• Dinner,  Recipe

    Saag Feta

    The pandemic has given me a chance to explore some new cookbooks. There are a few that I’m really excited about, but right now I’m obsessed with Indian(-ish) by Priya Krishna. It’s a collection of “Indian-ish” recipes – think Indian with American influences – that Priya’s mother cooked while Priya was growing up in Dallas. The recipes are simple but tasty, the photos are beautiful, and it has even inspired others in my apartment to try out the recipes. Although I want to cook just about everything in the cookbook, there is one recipe that I have fallen in love with: saag feta. Priya (really, her mother), replaced the paneer with feta and the end result is delicious. The feta melts perfectly into the spinach, adding a saltiness that matches the spice and the spinach.

Data listing:
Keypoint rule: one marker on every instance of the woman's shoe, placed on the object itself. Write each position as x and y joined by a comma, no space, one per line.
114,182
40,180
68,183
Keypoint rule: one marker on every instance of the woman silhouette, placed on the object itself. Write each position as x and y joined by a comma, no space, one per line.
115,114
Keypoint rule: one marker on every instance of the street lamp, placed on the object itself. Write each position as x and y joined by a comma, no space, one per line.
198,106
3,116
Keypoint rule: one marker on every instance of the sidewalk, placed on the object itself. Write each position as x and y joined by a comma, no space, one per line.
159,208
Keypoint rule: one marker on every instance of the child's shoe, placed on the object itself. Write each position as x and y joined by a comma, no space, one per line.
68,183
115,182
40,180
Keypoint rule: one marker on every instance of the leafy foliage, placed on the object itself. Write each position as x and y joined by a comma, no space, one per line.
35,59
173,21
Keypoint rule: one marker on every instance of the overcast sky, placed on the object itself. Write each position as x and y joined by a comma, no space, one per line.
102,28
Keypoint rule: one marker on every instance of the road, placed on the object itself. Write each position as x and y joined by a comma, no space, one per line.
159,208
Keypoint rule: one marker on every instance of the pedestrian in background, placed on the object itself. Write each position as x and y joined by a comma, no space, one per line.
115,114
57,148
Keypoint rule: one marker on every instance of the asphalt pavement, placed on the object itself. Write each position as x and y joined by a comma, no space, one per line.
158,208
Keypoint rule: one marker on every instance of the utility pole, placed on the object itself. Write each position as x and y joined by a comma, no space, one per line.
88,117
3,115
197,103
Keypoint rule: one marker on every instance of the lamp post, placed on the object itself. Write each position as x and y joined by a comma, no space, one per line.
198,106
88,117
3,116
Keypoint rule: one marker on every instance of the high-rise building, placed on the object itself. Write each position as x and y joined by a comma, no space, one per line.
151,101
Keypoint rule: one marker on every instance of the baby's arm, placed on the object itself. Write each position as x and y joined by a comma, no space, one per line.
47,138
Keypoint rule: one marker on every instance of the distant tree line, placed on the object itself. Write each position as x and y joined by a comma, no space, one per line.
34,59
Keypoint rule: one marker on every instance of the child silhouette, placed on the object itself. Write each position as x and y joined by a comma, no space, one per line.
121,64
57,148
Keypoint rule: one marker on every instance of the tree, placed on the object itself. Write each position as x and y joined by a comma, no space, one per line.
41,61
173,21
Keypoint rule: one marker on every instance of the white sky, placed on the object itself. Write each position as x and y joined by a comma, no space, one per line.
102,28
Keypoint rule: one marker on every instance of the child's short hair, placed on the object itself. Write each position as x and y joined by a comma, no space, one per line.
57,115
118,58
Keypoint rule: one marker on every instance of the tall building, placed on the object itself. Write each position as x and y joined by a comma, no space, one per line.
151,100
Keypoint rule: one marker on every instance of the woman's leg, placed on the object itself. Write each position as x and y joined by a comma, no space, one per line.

Work to complete:
(a) From the saag feta post, list each point of praise for the cookbook in the sentence that begins "The recipes are simple but tasty".
(b) According to the saag feta post, in which city did Priya Krishna grow up?
(c) Pick up the saag feta post after its last sentence and keep writing it.
The records that come after the recipe post are unrelated material.

Task results:
(a)
- The recipes are simple but tasty.
- The photos are beautiful.
- It has inspired others in the writer's apartment to try out the recipes.

(b) Dallas.

(c)
    I could go on and on about the saag, but I’ll get to the point. I’m cheating this week. Instead of an ingredient in the dish, I’m going to discuss an ingredient that goes with (or under) the dish: rice. I recently learned that almost 85 percent of rice consumed in the US is grown domestically and was astounded. Sure, I knew that the US had once grown rice – although the US history I had learned in high school and college was woefully inadequate, I knew that enslaved people had been forced to work the rice paddies in the Carolinas, which was incredibly dangerous and deadly work, where malaria, yellow fever, and other dangers were ever-present. (Also, it was actually enslaved people’s expertise in rice cultivation, brought over from Africa, that made rice growing in the US possible.)